Entries from a point annotation set
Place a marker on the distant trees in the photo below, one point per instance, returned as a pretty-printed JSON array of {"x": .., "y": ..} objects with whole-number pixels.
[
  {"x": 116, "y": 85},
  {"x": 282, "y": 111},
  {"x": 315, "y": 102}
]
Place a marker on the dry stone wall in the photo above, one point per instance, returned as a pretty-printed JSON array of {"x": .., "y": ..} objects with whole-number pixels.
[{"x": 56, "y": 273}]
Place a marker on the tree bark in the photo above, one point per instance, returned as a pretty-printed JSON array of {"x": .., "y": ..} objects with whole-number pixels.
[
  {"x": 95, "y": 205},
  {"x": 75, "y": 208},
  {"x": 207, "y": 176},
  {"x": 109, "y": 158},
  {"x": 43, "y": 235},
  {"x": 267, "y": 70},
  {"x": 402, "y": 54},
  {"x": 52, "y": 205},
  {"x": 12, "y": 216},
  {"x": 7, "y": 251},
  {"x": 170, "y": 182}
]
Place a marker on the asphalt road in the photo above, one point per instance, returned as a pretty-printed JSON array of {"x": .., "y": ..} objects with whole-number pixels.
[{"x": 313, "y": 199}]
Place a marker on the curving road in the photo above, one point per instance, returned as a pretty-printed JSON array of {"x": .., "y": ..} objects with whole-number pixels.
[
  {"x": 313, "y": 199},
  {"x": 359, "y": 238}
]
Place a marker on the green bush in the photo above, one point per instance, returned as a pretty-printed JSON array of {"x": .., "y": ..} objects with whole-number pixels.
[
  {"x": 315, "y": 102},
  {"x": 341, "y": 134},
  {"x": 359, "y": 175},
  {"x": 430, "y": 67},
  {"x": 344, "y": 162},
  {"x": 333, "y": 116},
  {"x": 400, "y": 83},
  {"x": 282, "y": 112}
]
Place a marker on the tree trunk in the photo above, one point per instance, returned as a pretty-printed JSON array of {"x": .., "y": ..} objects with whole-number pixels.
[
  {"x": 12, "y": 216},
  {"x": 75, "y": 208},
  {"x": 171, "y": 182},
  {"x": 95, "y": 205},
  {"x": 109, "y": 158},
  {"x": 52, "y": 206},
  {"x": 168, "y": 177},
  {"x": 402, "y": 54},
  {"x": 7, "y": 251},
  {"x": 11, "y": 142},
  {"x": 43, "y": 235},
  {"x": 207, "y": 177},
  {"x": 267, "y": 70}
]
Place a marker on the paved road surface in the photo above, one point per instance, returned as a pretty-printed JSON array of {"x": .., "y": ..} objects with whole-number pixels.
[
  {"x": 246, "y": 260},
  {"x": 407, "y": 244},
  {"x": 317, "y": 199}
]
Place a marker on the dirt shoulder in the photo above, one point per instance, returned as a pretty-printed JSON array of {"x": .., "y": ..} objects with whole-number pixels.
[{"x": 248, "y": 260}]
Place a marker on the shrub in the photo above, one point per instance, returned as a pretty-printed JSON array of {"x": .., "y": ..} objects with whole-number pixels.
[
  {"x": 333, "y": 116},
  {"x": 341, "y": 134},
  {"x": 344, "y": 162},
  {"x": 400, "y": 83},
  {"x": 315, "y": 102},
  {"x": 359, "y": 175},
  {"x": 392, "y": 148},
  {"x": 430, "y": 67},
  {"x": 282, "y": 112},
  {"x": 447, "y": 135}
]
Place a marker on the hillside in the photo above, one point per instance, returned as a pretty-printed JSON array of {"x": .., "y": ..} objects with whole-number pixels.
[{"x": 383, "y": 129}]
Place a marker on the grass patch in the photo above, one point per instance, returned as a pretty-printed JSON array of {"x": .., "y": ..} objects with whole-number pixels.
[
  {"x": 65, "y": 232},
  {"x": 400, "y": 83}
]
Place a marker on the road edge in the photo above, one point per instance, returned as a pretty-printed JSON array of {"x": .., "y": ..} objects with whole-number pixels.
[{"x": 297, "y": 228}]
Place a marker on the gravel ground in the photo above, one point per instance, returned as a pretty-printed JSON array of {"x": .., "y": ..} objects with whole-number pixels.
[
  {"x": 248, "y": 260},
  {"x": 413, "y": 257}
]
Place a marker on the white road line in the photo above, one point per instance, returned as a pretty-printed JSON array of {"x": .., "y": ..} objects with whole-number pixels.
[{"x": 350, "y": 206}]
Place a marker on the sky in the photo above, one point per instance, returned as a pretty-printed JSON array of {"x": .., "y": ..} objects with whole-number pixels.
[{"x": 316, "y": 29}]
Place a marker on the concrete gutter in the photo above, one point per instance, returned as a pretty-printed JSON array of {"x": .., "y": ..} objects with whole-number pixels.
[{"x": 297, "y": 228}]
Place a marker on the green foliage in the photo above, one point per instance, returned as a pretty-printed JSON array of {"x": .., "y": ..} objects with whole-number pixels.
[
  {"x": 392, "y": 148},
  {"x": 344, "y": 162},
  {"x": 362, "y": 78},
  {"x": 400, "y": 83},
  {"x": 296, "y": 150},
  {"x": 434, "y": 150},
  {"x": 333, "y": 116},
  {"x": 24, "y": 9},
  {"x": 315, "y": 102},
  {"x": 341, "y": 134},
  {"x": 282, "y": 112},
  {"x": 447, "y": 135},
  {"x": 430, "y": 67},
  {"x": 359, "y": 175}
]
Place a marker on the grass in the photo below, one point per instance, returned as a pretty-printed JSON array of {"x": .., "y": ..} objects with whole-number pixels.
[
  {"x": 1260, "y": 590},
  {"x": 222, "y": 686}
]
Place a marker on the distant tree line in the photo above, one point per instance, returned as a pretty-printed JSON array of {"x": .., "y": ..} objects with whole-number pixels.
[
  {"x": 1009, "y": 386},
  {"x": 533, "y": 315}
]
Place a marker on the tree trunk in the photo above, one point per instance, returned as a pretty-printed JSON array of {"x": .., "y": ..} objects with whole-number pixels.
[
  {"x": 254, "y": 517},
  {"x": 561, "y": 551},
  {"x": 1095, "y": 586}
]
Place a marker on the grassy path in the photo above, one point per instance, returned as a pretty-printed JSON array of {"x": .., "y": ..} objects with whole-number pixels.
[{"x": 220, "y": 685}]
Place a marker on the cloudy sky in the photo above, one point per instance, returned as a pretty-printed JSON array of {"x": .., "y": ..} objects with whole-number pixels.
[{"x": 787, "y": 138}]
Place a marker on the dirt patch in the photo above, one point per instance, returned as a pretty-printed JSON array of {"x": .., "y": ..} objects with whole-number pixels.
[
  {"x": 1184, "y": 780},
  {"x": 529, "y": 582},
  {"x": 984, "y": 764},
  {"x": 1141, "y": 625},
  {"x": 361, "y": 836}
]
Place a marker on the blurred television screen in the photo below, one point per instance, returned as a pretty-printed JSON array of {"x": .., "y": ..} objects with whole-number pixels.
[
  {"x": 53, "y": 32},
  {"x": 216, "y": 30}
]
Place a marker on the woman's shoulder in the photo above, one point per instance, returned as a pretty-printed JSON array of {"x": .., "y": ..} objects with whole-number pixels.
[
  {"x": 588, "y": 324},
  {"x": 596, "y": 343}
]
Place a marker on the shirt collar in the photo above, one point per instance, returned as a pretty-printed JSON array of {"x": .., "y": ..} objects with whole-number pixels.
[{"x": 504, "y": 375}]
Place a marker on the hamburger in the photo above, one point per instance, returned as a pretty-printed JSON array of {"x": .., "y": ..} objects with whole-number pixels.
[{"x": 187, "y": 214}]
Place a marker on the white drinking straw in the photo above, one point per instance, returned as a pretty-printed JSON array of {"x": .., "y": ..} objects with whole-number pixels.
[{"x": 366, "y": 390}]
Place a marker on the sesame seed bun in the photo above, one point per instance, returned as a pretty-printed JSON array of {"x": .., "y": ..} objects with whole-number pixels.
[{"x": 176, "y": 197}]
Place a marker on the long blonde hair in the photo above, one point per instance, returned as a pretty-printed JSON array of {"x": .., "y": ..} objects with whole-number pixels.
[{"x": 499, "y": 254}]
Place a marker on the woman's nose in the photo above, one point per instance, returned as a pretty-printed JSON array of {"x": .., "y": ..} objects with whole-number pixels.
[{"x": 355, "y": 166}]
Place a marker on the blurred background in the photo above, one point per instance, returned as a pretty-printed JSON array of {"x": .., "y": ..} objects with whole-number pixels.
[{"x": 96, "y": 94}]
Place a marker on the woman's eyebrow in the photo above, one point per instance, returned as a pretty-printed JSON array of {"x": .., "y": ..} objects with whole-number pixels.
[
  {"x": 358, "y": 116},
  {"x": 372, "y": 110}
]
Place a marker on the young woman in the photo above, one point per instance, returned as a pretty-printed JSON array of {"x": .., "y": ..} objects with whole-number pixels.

WHAT YOU HAVE TO DO:
Copy the records word for word, starting at the line that contains "Place a marker on the shirt" and continuing through the final line of the records.

OUTPUT:
Place a marker on the shirt collar in the photo above, one point per instance, returned as a pretty-printed JSON array of {"x": .., "y": ..} objects with whole-number pixels.
[{"x": 504, "y": 375}]
Place a marker on the hamburger in the photo above, one point per instance, returned as a pretty-printed JSON array of {"x": .., "y": ..} objects with whole-number pixels.
[{"x": 187, "y": 214}]
Place a marker on the white drinking straw in the photo above, one point per instance, returned as a pretty-printed JSON array of {"x": .., "y": ..} objects with whole-number pixels.
[{"x": 366, "y": 390}]
Place a marker on the sesame seed bun in the photo above, one point per instance, returned as a pretty-printed JSON array of {"x": .., "y": ..} objects with whole-number pixels.
[{"x": 176, "y": 197}]
Place a marker on the long blonde hair in the photo above, one point per instance, returned as a pretty-printed JSON array of {"x": .., "y": ..} objects with whole-number pixels.
[{"x": 499, "y": 254}]
Place a marker on the woman's nose in the photo above, one point per instance, returned as a pretty-printed JSON array of {"x": .., "y": ..} objects with whole-number pixels.
[{"x": 355, "y": 166}]
Place a marker on the blurred background in the photo above, one point per instance, returned as a pretty-printed JSON array of {"x": .., "y": ..} objects with whole-number pixels.
[{"x": 96, "y": 94}]
Place a marker on the woman's eyebrow in the photo above, one point per instance, returned as a pretty-printed JSON array of {"x": .., "y": ..} objects with whole-number pixels.
[
  {"x": 358, "y": 116},
  {"x": 372, "y": 110}
]
Place a marker on the young woman in the photo above, one point per instance, returned as a pretty-printed JSON array of {"x": .., "y": ..} objects with whole-number pixels.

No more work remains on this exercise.